◆ WHAT NEEDS TO BE DONE: Here are some records; return them all exactly.
++++++
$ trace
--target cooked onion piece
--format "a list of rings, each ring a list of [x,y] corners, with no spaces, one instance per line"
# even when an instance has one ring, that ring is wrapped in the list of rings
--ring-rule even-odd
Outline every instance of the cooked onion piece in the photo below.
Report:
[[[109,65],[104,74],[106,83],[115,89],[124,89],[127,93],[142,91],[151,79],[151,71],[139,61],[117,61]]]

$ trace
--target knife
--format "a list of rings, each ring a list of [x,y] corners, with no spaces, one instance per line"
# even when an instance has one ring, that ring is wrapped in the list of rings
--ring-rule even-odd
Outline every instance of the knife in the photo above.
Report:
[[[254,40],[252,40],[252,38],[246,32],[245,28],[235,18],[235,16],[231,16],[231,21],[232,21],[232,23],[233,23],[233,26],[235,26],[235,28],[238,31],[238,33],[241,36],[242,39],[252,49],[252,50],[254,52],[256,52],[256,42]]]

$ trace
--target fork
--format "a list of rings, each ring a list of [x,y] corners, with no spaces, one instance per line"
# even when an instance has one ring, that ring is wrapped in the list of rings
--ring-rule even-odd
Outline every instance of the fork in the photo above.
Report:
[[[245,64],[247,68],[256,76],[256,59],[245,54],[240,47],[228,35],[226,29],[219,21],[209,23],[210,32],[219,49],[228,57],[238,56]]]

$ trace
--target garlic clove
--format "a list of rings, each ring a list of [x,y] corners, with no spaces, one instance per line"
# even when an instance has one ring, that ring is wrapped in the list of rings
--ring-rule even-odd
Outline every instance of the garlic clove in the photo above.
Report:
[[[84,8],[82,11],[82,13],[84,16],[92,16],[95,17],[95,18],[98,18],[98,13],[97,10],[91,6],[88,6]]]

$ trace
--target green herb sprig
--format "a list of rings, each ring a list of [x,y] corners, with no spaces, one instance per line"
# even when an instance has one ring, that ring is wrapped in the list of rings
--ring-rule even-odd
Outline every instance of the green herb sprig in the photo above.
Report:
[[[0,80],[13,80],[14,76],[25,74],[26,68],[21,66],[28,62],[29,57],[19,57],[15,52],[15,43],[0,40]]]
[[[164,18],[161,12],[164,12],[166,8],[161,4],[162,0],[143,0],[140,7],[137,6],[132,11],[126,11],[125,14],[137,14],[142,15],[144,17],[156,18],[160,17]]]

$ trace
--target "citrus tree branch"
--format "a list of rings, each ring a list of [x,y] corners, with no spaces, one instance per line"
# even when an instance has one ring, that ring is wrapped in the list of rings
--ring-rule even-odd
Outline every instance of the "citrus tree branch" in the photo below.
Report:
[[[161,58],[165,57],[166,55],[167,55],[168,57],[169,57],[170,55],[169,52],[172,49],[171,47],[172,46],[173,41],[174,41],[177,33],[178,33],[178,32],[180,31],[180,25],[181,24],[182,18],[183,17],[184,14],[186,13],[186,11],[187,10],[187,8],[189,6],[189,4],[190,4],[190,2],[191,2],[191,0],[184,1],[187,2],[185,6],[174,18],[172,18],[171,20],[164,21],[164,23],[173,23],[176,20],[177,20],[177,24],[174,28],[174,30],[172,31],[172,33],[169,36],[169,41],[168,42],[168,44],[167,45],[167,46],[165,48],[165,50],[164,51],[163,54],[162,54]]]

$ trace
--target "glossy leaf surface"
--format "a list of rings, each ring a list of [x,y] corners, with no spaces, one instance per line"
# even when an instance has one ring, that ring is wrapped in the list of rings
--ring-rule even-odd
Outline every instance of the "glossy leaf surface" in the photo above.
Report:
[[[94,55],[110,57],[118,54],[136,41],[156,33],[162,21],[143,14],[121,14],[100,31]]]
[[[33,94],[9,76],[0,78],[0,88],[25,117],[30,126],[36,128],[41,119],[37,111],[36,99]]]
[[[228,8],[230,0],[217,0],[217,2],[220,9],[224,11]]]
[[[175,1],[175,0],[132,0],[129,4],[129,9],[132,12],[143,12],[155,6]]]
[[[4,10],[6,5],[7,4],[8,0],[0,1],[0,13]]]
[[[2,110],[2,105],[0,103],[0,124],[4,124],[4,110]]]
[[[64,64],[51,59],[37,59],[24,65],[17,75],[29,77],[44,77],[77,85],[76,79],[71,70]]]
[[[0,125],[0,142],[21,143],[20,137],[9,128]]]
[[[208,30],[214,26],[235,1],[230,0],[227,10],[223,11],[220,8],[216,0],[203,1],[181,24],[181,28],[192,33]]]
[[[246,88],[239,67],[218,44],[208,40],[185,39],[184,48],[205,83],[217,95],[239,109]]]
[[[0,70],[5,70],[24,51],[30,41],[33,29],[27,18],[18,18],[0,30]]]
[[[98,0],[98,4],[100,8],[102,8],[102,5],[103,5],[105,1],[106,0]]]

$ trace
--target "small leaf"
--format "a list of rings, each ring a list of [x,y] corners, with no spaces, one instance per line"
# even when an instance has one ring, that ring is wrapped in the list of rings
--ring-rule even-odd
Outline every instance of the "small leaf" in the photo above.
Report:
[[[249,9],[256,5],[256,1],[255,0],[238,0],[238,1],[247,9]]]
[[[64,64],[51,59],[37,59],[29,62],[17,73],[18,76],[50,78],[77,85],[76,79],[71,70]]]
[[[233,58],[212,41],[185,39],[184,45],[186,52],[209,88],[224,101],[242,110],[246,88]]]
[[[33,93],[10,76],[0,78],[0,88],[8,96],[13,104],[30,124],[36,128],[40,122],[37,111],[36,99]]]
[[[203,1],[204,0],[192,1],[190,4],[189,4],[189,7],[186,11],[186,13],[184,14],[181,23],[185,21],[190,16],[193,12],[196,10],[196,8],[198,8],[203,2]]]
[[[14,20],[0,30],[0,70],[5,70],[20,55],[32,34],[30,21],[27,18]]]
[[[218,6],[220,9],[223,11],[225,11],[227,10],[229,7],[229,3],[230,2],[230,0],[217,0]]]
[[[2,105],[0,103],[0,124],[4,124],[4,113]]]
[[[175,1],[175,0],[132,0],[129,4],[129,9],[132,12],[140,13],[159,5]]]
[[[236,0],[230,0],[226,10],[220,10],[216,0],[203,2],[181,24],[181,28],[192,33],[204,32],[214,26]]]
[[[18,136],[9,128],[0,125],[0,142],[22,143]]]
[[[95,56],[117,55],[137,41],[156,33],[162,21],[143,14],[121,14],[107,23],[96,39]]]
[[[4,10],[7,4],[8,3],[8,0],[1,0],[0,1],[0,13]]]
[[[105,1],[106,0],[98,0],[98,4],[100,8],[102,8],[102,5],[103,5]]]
++++++
◆ RESPONSE TO THIS EXERCISE:
$ trace
--target cooked onion piece
--format "a list of rings, each ring a list of [x,y] corners, with no spaces, one instance per line"
# even when an instance has one ring, that ring is wrapped in the list of rings
--ring-rule even-odd
Outline every instance of the cooked onion piece in the photo below.
Report:
[[[109,65],[104,74],[106,83],[115,89],[124,89],[127,93],[142,91],[151,79],[151,71],[139,61],[117,61]]]

$ trace
--target knife
--format "a list of rings, each ring a list of [x,y] corners, with no spaces, one instance per line"
# even when an instance has one ring, that ring is wrapped in the list of rings
--ring-rule even-odd
Outline every instance of the knife in the photo above.
Report:
[[[254,40],[252,40],[252,38],[246,32],[245,28],[235,18],[235,16],[231,16],[231,21],[232,21],[232,23],[233,23],[233,26],[235,26],[235,28],[238,31],[238,33],[241,36],[242,39],[252,49],[252,50],[254,52],[256,52],[256,42]]]

$ trace
--target fork
--format "a list of rings, each ring a list of [x,y] corners, with no spaces, one instance per line"
# even when an instance has one ring, that ring is wrapped in the list of rings
--ring-rule even-odd
Outline every instance of the fork in the photo above.
Report:
[[[245,64],[247,68],[256,76],[256,59],[245,54],[240,47],[228,35],[226,29],[219,21],[209,23],[210,32],[219,49],[228,57],[238,56]]]

$ trace
--target garlic clove
--format "a list of rings, each ring a list of [x,y] corners, with no spaces, one instance per line"
# even when an instance has one ring, that ring is wrapped in the list of rings
--ring-rule even-odd
Outline every instance of the garlic clove in the photo above.
Report:
[[[84,8],[82,11],[82,13],[84,16],[92,16],[95,17],[95,18],[98,18],[98,13],[97,10],[91,6],[88,6]]]

$ trace
--target green herb sprig
--format "a list of rings, each ring a list of [x,y] corners, with no spaces, one instance per line"
# even when an instance has one ring, that ring is wrapped in the list of rings
--ring-rule even-odd
Outline every instance of the green herb sprig in the photo above.
Report:
[[[0,80],[13,80],[14,76],[25,74],[26,68],[21,66],[28,62],[29,57],[19,57],[15,52],[15,43],[0,40]]]
[[[164,18],[161,12],[164,12],[166,8],[161,4],[162,0],[143,0],[140,7],[137,6],[132,11],[126,11],[125,14],[137,14],[142,15],[144,17],[156,18],[160,17]]]

$ trace
--target "citrus tree branch"
--format "a list of rings, each ring a list of [x,y] corners, with no spaces, one instance per line"
# even when an instance has one ring, that ring is wrapped in the list of rings
--ring-rule even-odd
Outline every instance of the "citrus tree branch" in the photo below.
Report:
[[[161,58],[165,57],[166,55],[167,55],[168,57],[169,57],[170,55],[169,52],[172,49],[171,47],[172,46],[173,41],[174,41],[177,33],[178,33],[178,32],[180,31],[180,25],[181,24],[182,18],[183,17],[184,14],[186,13],[186,11],[187,10],[187,8],[189,6],[189,4],[190,4],[190,2],[191,2],[191,0],[184,1],[187,2],[185,6],[174,18],[172,18],[171,20],[164,21],[164,23],[173,23],[176,20],[177,20],[177,24],[174,28],[174,30],[172,31],[172,33],[169,36],[169,41],[168,42],[168,44],[167,45],[167,46],[165,48],[165,50],[164,51],[163,54],[162,54]]]

$ trace
--target "glossy leaf surface"
--format "a list of rings, each ring a list of [x,y] corners, with no spaces, one instance per line"
# even when an instance has one ring, that ring is wrapped in the list of rings
--ring-rule even-odd
Outline every instance of the "glossy leaf surface" in the photo above.
Report:
[[[94,55],[110,57],[118,54],[136,41],[156,33],[162,21],[143,14],[121,14],[100,31]]]
[[[33,94],[9,76],[0,78],[0,88],[25,117],[30,126],[36,128],[41,119],[37,111],[36,99]]]
[[[228,8],[230,0],[217,0],[217,2],[220,9],[224,11]]]
[[[175,1],[175,0],[132,0],[129,4],[129,9],[132,12],[143,12],[155,6]]]
[[[4,10],[6,5],[7,4],[8,0],[0,1],[0,13]]]
[[[2,110],[2,105],[0,103],[0,124],[4,124],[4,110]]]
[[[64,64],[51,59],[37,59],[24,65],[17,75],[29,77],[44,77],[77,85],[76,79],[71,70]]]
[[[0,125],[0,142],[21,143],[20,137],[9,128]]]
[[[208,30],[214,26],[235,1],[230,0],[227,10],[223,11],[220,8],[216,0],[203,1],[181,24],[181,28],[192,33]]]
[[[246,88],[239,67],[218,44],[208,40],[185,39],[184,48],[205,83],[217,95],[239,109]]]
[[[0,70],[5,70],[24,51],[30,41],[33,29],[27,18],[18,18],[0,30]]]
[[[98,0],[98,4],[100,8],[102,8],[102,5],[103,5],[105,1],[106,0]]]

$ trace
--target "small leaf"
--format "a list of rings, each ring a list of [x,y] corners, with no spaces, one instance per line"
# even when an instance has one ring, that ring is wrapped in the list of rings
--ring-rule even-odd
Outline every instance of the "small leaf" in the photo above.
Report:
[[[249,9],[256,5],[256,1],[255,0],[238,0],[238,1],[247,9]]]
[[[64,64],[51,59],[37,59],[29,62],[17,73],[18,76],[50,78],[77,85],[76,79],[71,70]]]
[[[233,58],[212,41],[185,39],[184,45],[186,52],[209,88],[224,101],[242,110],[246,88]]]
[[[33,93],[10,76],[0,78],[0,88],[8,96],[13,104],[30,124],[36,128],[40,122],[37,111],[36,99]]]
[[[203,1],[204,0],[192,1],[190,4],[189,4],[189,7],[186,11],[186,13],[184,14],[181,23],[185,21],[190,16],[193,12],[196,10],[196,8],[198,8],[203,2]]]
[[[14,20],[0,30],[0,70],[5,70],[20,55],[32,34],[30,21],[27,18]]]
[[[218,6],[220,9],[223,11],[225,11],[227,10],[229,7],[229,3],[230,2],[230,0],[217,0]]]
[[[2,105],[0,103],[0,124],[4,124],[4,113]]]
[[[175,1],[175,0],[132,0],[129,4],[129,9],[132,12],[140,13],[159,5]]]
[[[236,0],[230,0],[226,10],[220,10],[216,0],[203,2],[181,24],[181,28],[192,33],[204,32],[214,26]]]
[[[18,136],[9,128],[0,125],[0,142],[22,143]]]
[[[95,56],[117,55],[137,41],[156,33],[162,21],[143,14],[121,14],[107,23],[96,39]]]
[[[4,10],[7,4],[8,3],[8,0],[1,0],[0,1],[0,13]]]
[[[105,1],[106,0],[98,0],[98,4],[100,8],[102,8],[102,5],[103,5]]]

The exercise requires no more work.